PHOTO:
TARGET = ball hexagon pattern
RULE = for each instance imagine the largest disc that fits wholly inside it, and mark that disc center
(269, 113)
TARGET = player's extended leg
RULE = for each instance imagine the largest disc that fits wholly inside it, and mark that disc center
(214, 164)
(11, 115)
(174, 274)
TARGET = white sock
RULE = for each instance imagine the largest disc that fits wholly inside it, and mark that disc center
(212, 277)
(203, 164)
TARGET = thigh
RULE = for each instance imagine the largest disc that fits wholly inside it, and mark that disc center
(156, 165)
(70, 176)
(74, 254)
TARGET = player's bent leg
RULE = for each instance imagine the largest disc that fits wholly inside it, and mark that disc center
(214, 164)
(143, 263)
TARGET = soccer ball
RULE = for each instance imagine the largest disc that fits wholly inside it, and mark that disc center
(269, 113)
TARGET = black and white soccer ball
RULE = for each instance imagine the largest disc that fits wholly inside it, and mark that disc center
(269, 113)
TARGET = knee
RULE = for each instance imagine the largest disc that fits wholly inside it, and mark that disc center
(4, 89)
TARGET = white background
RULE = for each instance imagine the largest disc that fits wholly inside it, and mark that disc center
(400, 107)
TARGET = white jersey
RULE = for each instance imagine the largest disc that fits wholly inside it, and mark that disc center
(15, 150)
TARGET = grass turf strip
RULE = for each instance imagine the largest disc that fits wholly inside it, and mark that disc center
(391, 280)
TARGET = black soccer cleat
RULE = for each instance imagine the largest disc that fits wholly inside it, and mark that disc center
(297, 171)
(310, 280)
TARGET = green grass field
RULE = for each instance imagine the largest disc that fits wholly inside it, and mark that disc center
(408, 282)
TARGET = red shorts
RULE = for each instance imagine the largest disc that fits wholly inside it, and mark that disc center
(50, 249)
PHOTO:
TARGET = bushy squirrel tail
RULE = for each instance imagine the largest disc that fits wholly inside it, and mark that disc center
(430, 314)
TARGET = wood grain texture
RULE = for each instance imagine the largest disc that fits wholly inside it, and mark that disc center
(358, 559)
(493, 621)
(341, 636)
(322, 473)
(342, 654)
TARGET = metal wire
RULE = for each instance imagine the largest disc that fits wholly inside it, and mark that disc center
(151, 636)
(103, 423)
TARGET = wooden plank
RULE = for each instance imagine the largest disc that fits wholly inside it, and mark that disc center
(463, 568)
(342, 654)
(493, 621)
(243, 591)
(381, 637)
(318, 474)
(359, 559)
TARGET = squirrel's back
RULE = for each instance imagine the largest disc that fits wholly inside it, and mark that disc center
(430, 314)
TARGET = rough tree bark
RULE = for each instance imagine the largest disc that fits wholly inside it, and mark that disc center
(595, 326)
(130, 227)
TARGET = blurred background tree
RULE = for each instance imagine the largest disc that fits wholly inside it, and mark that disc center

┄┄┄┄┄┄┄┄┄┄

* EXERCISE AIM
Repeat the records above exactly, leaving none out.

* OUTPUT OF THE TASK
PHOTO:
TARGET = ball hexagon pattern
RULE = for each instance imagine the largest disc that fits wholly inside it, and mark that disc center
(269, 113)
TARGET = player's extended leg
RULE = for each instance imagine the largest disc that fits wholly inside it, and mark that disc center
(214, 164)
(11, 115)
(174, 274)
TARGET = white sock
RULE = for each instance imagine the largest disc that fits wholly inside it, and mark that disc center
(212, 277)
(203, 164)
TARGET = thigh
RULE = for each instance imagine the largest disc that fits wholly inside it, and mark that disc center
(156, 165)
(70, 176)
(74, 254)
TARGET = player's bent leg
RULE = for each instance imagine the largest disc that fits wholly inside it, and mark that disc center
(214, 164)
(143, 263)
TARGET = soccer ball
RULE = for each instance imagine the largest disc that fits wholly inside it, and mark that disc center
(269, 113)
TARGET = black and white soccer ball
RULE = for each instance imagine the largest disc that fits wholly inside it, and mark that disc center
(269, 113)
TARGET = knee
RULE = for each instance imagine the largest disc that fits wholly inside it, and mark that disc center
(4, 89)
TARGET = white background
RULE = for each instance imagine the largest disc that fits wholly inside it, and mark that disc center
(400, 107)
TARGET = white jersey
RULE = for each instance imagine the largest disc that fits wholly inside it, and mark that disc center
(15, 150)
TARGET = grass turf strip
RULE = for each instance imagine the largest disc that fits wholly inside it, and mark that disc center
(391, 280)
TARGET = black soccer cleat
RULE = for each instance imagine the largest disc that fits wholly inside it, and mark that disc center
(297, 171)
(310, 280)
TARGET = green grass field
RULE = for each instance imagine the largest disc that fits wholly inside it, and mark that disc center
(408, 282)
TARGET = red shorts
RULE = for each instance imagine the largest disc that fits wholly inside it, and mark that disc center
(50, 249)
PHOTO:
TARGET = bushy squirrel tail
RULE = for each instance imagine the largest disc that fits wholly inside it, and mark that disc center
(430, 314)
TARGET = wood grain texture
RULE = for each instance imagine the largest disc that fits wholly inside it, and mark that disc center
(358, 559)
(493, 621)
(341, 636)
(322, 473)
(342, 654)
TARGET = metal wire
RULE = for each instance imagine the largest disc that fits wholly inside it, and mark that disc center
(151, 636)
(103, 423)
TARGET = wooden plank
RULE = for each instance imagine the largest disc that fits wholly inside it, and mark that disc center
(463, 568)
(342, 654)
(493, 621)
(243, 591)
(381, 637)
(318, 474)
(359, 559)
TARGET = squirrel's back
RULE = for each instance imagine the largest disc that fits wholly inside it, and mark that disc center
(430, 314)
TARGET = rough tree bark
RULE = for each instance imagine the largest disc that fits wholly inside it, and mark that disc center
(595, 326)
(130, 227)
TARGET = blurred background tree
RULE = for each instance imagine the largest disc that fits wholly inside it, and mark that disc center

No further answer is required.